* **Dataset rows**
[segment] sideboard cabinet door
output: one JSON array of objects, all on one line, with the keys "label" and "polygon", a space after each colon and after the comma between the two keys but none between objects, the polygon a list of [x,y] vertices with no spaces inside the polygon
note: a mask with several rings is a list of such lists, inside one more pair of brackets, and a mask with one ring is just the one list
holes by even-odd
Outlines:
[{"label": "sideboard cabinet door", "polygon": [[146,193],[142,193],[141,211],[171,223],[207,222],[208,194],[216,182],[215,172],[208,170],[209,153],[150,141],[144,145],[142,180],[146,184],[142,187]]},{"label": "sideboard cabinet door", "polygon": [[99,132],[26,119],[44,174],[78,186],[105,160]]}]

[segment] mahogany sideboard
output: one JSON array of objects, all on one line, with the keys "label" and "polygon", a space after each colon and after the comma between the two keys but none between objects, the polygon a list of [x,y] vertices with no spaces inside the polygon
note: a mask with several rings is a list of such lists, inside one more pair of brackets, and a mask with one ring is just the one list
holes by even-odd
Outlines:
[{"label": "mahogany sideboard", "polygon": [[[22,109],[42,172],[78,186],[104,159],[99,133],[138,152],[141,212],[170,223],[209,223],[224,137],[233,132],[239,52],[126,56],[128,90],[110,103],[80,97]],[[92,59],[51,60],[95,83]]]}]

* **Task description**
Return every line of the listing above with nothing changed.

* **The answer**
[segment] sideboard cabinet door
output: one JSON array of objects, all on one line, with the keys "label" and "polygon", a space after each colon and after the comma between the two keys but none between objects, the polygon a list of [x,y] vertices with no spaces inside the polygon
note: a mask with several rings is a list of such lists, inside one more pair of brackets, and a mask with one ring is just the one list
holes by even-odd
Outlines:
[{"label": "sideboard cabinet door", "polygon": [[146,193],[142,193],[141,211],[171,223],[207,222],[208,194],[216,182],[215,172],[208,170],[209,153],[150,141],[144,145],[142,180],[146,184],[142,187]]},{"label": "sideboard cabinet door", "polygon": [[99,132],[26,119],[44,174],[78,186],[105,160]]}]

[segment] mahogany sideboard
output: one JSON array of objects, all on one line, with the keys "label" and "polygon", a space after each colon and after the comma between the two keys but none between objects, the polygon a list of [x,y] vertices with no spaces inside the polygon
note: a mask with several rings is a list of such lists, inside one more pair of brackets, and a mask with one ring is just the one list
holes by even-odd
Outlines:
[{"label": "mahogany sideboard", "polygon": [[[22,109],[42,172],[78,186],[104,159],[99,133],[138,152],[141,212],[170,223],[209,223],[224,137],[233,132],[239,52],[126,56],[128,90],[110,103],[80,97]],[[92,59],[51,60],[95,83]]]}]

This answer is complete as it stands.